◆ STATED EXERCISE: Output, please, every line from the line that holds "Shelf-audit tagging: put a marker on every instance of the plate" to the end, exactly as written.

◆ DATA LISTING:

################

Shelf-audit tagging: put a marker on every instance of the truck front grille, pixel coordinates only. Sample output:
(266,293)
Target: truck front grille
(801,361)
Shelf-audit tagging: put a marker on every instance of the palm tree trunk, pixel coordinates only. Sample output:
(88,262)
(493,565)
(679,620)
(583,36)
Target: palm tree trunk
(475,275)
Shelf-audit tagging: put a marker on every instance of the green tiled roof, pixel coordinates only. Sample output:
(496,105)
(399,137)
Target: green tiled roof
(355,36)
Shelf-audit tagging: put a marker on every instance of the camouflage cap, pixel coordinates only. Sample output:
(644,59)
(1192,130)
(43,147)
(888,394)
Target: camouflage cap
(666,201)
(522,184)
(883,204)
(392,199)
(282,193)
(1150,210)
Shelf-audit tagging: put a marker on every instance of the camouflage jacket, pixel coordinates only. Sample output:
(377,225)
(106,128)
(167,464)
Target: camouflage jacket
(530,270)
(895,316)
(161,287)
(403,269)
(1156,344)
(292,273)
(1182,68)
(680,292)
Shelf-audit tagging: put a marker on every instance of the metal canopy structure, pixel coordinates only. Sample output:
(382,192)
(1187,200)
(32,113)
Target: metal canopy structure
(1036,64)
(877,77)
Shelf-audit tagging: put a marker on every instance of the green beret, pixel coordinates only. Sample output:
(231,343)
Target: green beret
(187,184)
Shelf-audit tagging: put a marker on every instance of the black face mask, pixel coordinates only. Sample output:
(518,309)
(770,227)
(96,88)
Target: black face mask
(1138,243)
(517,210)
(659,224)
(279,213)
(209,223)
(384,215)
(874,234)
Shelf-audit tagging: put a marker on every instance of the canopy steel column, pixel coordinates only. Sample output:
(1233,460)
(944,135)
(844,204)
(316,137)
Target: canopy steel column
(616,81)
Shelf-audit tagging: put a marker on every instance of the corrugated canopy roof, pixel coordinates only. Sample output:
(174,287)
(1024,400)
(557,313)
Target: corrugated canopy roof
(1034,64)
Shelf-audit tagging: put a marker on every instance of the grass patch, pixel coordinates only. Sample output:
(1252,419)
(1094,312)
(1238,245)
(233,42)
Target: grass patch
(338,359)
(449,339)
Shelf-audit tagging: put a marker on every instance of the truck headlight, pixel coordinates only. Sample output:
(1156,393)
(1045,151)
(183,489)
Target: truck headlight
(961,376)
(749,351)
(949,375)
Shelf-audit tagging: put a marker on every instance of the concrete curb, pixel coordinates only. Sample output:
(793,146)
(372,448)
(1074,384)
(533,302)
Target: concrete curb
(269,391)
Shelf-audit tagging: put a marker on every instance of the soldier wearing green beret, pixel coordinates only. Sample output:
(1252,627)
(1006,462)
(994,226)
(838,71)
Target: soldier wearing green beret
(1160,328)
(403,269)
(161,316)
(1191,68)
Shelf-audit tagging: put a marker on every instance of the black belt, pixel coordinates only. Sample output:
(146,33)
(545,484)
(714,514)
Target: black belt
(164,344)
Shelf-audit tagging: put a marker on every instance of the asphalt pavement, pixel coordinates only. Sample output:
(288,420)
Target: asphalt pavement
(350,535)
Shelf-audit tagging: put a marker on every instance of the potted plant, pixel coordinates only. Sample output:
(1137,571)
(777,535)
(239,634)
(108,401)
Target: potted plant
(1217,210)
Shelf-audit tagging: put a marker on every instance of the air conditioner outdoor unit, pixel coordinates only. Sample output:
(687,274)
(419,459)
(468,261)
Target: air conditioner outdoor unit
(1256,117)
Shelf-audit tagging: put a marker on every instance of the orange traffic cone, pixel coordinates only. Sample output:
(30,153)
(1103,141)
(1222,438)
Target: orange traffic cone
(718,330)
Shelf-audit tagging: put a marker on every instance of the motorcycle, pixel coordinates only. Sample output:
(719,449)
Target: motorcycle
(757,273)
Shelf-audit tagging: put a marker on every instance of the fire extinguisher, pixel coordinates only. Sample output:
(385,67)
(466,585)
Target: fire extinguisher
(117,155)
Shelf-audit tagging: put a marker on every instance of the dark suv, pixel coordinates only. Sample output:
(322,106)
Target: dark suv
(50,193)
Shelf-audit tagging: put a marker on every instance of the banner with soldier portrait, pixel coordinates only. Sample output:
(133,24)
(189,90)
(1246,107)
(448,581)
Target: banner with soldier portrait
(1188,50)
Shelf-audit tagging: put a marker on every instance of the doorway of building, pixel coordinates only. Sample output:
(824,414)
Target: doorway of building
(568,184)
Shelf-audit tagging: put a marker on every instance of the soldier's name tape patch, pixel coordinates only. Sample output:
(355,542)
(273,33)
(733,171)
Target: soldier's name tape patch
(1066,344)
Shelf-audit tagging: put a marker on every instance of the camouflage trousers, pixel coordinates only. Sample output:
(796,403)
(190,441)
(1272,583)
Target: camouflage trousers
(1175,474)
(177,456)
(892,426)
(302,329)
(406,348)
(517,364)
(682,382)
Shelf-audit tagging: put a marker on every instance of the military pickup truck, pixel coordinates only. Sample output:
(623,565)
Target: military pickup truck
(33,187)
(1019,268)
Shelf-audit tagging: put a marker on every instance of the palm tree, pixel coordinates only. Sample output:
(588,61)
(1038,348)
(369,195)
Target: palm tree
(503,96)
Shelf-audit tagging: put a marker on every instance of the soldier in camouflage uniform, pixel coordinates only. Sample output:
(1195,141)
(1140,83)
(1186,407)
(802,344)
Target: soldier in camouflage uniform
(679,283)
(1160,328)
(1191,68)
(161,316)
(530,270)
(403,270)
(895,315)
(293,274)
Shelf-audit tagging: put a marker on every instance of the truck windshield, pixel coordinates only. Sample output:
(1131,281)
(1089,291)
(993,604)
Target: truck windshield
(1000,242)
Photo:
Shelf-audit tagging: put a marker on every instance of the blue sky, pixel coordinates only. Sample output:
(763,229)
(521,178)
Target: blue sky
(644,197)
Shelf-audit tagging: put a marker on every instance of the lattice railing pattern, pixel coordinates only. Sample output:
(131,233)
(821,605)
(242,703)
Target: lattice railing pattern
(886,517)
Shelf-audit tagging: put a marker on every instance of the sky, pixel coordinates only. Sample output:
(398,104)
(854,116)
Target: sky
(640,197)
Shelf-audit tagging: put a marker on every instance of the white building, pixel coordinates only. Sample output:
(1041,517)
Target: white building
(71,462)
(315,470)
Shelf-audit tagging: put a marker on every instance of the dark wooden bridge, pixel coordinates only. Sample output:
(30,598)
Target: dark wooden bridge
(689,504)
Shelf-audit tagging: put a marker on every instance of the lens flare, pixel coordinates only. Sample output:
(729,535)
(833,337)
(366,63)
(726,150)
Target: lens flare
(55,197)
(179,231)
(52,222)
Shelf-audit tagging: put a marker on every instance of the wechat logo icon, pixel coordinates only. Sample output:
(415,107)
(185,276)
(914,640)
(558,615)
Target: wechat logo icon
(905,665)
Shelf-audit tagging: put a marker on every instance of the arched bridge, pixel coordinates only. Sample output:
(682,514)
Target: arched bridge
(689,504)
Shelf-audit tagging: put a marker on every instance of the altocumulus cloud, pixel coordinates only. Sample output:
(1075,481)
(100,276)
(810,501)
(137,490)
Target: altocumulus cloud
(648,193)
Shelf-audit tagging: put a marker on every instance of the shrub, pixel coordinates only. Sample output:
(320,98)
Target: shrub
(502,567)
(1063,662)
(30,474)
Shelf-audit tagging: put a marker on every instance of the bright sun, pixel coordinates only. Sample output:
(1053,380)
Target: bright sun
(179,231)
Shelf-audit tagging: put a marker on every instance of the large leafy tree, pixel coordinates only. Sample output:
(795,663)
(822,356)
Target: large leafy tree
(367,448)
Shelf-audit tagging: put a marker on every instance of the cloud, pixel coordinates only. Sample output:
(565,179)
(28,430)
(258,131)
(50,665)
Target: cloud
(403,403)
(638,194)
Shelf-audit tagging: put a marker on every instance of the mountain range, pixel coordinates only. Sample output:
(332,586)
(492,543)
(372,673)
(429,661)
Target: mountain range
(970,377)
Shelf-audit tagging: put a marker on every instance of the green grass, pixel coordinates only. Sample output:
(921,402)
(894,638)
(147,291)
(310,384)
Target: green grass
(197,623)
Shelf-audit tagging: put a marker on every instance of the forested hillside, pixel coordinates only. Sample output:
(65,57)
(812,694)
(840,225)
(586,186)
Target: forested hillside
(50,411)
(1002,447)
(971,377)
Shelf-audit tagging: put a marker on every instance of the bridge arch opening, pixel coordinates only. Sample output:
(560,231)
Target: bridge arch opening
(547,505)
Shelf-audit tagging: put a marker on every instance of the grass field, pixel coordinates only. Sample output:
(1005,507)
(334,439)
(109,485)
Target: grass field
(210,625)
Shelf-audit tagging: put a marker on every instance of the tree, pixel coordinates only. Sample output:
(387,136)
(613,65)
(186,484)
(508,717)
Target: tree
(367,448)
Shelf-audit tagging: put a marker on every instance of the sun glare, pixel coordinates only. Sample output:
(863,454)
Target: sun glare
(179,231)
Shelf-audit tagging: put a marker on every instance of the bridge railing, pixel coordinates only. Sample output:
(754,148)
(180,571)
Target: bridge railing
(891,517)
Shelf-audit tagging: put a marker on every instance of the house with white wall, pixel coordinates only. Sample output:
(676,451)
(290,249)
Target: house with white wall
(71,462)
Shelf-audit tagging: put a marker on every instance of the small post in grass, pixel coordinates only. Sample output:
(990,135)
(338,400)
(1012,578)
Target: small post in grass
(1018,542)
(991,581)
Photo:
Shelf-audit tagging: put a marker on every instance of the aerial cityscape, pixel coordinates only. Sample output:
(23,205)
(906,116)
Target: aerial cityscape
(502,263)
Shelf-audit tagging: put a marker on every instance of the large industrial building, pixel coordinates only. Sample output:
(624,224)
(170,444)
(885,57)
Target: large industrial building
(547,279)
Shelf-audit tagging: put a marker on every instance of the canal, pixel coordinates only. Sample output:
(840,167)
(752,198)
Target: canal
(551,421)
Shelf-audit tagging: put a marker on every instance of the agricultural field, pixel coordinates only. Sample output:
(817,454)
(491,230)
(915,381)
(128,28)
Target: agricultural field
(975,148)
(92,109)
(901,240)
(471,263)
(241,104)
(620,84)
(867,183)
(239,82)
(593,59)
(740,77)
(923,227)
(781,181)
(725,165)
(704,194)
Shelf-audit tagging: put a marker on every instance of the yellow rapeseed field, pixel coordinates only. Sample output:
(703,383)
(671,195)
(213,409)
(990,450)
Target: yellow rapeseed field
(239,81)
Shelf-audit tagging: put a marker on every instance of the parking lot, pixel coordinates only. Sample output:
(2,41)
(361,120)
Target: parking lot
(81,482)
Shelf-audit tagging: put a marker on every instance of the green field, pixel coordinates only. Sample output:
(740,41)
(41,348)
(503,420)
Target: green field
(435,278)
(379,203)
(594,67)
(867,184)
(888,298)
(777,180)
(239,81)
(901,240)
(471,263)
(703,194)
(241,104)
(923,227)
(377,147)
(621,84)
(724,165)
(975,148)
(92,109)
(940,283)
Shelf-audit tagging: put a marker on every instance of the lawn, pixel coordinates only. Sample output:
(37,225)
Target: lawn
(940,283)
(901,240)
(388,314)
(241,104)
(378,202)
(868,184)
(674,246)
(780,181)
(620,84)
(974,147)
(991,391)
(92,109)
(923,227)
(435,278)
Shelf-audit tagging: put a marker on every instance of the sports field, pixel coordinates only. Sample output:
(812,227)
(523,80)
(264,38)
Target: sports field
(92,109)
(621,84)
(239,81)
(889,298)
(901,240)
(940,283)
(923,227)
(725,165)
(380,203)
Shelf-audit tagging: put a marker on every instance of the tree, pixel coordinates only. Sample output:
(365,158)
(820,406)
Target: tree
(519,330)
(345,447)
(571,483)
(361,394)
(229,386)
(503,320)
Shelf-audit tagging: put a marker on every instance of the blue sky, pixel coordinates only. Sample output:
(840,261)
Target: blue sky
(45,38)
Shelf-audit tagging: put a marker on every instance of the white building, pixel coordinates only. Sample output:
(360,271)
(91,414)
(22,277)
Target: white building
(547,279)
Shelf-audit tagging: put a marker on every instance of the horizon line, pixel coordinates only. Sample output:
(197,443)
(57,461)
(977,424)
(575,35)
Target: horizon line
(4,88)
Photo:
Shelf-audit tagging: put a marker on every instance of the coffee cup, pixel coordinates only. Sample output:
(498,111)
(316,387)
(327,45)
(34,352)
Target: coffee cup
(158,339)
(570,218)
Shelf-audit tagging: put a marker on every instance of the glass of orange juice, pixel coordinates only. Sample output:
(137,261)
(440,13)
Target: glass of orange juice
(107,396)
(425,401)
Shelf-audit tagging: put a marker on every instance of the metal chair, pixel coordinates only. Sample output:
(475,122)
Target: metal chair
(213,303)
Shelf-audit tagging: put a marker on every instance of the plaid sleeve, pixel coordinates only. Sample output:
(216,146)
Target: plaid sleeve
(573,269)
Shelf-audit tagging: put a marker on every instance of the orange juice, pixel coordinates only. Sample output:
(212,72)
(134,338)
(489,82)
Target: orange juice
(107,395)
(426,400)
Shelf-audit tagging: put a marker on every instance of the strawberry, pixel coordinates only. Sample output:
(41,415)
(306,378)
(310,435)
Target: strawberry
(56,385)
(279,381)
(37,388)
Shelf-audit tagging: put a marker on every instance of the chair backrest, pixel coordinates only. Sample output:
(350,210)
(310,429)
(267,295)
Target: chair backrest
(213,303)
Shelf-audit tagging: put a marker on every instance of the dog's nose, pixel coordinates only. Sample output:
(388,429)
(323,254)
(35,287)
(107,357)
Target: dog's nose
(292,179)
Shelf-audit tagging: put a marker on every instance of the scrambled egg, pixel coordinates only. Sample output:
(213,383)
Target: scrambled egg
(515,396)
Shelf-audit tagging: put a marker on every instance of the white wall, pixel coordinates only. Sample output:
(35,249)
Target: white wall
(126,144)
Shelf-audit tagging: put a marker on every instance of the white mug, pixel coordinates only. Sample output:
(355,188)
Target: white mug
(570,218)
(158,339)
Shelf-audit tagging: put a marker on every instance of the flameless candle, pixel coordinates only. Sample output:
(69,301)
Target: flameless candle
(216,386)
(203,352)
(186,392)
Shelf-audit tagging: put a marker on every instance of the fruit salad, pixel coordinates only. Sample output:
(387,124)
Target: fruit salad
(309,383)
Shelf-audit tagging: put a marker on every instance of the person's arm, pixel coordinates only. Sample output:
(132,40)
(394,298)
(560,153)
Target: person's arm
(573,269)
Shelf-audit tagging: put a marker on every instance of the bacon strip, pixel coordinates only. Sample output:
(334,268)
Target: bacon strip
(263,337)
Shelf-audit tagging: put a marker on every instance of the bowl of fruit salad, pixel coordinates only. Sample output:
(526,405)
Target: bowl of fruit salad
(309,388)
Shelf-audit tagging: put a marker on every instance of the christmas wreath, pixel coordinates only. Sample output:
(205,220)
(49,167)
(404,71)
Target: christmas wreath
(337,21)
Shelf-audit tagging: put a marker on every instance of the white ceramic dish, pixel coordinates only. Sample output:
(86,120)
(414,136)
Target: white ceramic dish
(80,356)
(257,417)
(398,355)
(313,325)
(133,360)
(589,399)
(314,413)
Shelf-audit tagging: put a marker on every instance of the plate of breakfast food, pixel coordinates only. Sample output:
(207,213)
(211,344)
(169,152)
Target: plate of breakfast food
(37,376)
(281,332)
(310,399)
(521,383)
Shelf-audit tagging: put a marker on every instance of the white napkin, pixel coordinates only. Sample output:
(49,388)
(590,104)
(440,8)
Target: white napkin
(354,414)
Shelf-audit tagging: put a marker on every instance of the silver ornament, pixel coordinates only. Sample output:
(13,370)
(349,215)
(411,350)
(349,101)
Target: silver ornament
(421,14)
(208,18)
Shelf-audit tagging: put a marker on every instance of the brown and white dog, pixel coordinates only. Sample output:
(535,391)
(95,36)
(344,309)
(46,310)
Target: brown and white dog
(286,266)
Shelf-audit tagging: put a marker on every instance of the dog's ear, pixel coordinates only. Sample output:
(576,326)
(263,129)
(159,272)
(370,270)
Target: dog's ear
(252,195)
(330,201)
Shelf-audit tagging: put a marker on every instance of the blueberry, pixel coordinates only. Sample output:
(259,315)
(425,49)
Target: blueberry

################

◆ FULL ANSWER:
Shelf-audit tagging: put a marker on every instance of the plate of breakfast food, pixel coordinates only. Sample output:
(207,213)
(211,344)
(169,152)
Target: plate of breakfast food
(37,376)
(281,332)
(310,399)
(521,383)
Shelf-audit tagging: put a marker on every instance of the white napkin, pixel coordinates only. Sample output:
(49,388)
(590,104)
(440,8)
Target: white napkin
(354,414)
Shelf-audit tagging: put a marker on every instance of the silver ornament, pixel coordinates only. Sample output:
(13,370)
(349,215)
(411,350)
(349,101)
Target: silver ornament
(421,14)
(208,18)
Shelf-audit tagging: put a marker on every instance of the brown and white dog, pixel coordinates only. Sample output:
(535,391)
(95,36)
(344,309)
(46,310)
Target: brown and white dog
(286,266)
Shelf-audit tagging: put a marker on every instance of the dog's ear, pixel coordinates only. Sample output:
(576,326)
(263,129)
(159,272)
(370,270)
Target: dog's ear
(252,195)
(330,201)
Shelf-audit tagging: put a marker on every instance of the blueberry, pixel coordinates only. Sample output:
(259,315)
(425,49)
Target: blueberry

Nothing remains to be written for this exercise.